▸ **Source records**
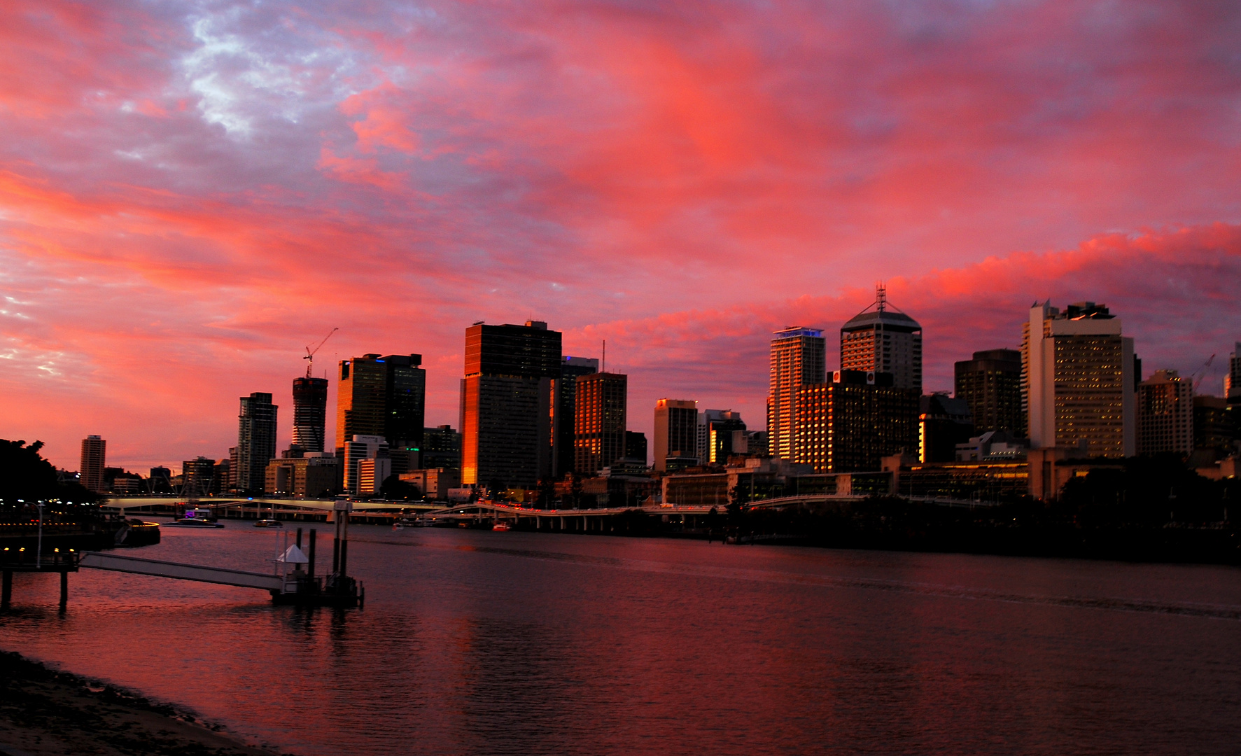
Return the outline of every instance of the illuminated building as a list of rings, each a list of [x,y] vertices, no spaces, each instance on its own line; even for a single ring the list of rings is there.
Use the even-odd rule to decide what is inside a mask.
[[[573,469],[577,379],[598,371],[599,361],[594,358],[561,358],[560,377],[552,381],[552,478],[563,478]]]
[[[292,444],[321,452],[328,422],[328,379],[293,379]]]
[[[881,469],[884,457],[918,446],[918,391],[890,374],[839,370],[797,395],[793,462],[817,473]]]
[[[276,458],[277,410],[279,407],[272,403],[271,394],[256,391],[241,397],[237,468],[230,470],[240,492],[262,492],[267,483],[267,463]]]
[[[628,376],[594,372],[578,376],[573,422],[573,472],[593,475],[623,459]]]
[[[1106,305],[1030,308],[1021,345],[1031,448],[1075,447],[1087,457],[1137,451],[1133,339]]]
[[[1025,433],[1021,406],[1021,353],[1016,349],[975,351],[954,366],[957,398],[969,405],[974,431]]]
[[[661,398],[655,402],[655,469],[665,472],[668,459],[692,458],[697,463],[697,402]]]
[[[922,394],[922,326],[889,309],[882,286],[875,290],[875,302],[840,328],[840,369],[890,372],[897,389]]]
[[[797,391],[827,380],[827,339],[814,328],[791,326],[772,339],[767,394],[767,443],[772,457],[793,458]],[[656,457],[658,462],[658,457]]]
[[[1138,384],[1138,454],[1194,452],[1194,384],[1155,370]]]
[[[82,439],[82,463],[78,468],[82,485],[97,494],[107,493],[103,485],[103,468],[107,463],[108,442],[98,436]]]
[[[551,475],[551,384],[560,331],[525,325],[465,329],[462,484],[532,487]]]

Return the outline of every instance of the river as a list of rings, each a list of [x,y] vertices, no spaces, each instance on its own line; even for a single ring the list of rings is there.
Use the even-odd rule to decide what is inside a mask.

▸ **Short task**
Copy out all of the items above with "even-odd rule" swapped for "nonzero winding rule" each time it appears, changing nothing else. Leave the pictures out.

▸ **Full response**
Return the outline of every instance of the illuminated building as a list of rings, each a list of [x,y] vertices, no spaces, each instance on its own line; even for a single ring the list of rings is there.
Use the nonzero winding rule to decide what is inside a mask.
[[[573,469],[577,379],[598,371],[599,361],[594,358],[561,358],[560,377],[552,381],[552,478],[563,478]]]
[[[292,444],[321,452],[328,422],[328,379],[293,379]]]
[[[881,469],[884,457],[918,446],[918,391],[890,374],[839,370],[797,395],[793,462],[817,473]]]
[[[276,458],[277,410],[279,407],[272,403],[271,394],[256,391],[241,397],[237,468],[230,470],[240,492],[262,492],[267,483],[267,463]]]
[[[628,376],[594,372],[578,376],[573,422],[573,472],[593,475],[623,459]]]
[[[1106,305],[1030,308],[1021,345],[1031,448],[1075,447],[1087,457],[1137,451],[1133,339]]]
[[[1025,433],[1021,406],[1021,353],[1016,349],[975,351],[954,366],[957,398],[969,405],[974,431]]]
[[[661,398],[655,402],[655,469],[665,472],[668,459],[692,458],[697,463],[697,402]]]
[[[922,394],[922,326],[889,309],[882,286],[875,290],[875,302],[840,328],[840,369],[890,372],[897,389]]]
[[[797,391],[827,380],[827,339],[814,328],[791,326],[772,339],[767,394],[767,443],[772,457],[793,458]],[[656,457],[658,462],[658,457]]]
[[[1138,384],[1138,454],[1194,452],[1194,384],[1155,370]]]
[[[82,439],[82,463],[78,468],[82,485],[97,494],[107,493],[103,485],[103,468],[107,463],[108,442],[98,436]]]
[[[551,475],[551,384],[560,331],[525,325],[465,329],[462,484],[532,487]]]

Return the outline of every instance of the river as a list of rings, each a list of [x,y] vertices, no spaces, each instance on its own line; even for a single ring the list of rings is there.
Use the nonzero winding rule to decide what is inside a mask.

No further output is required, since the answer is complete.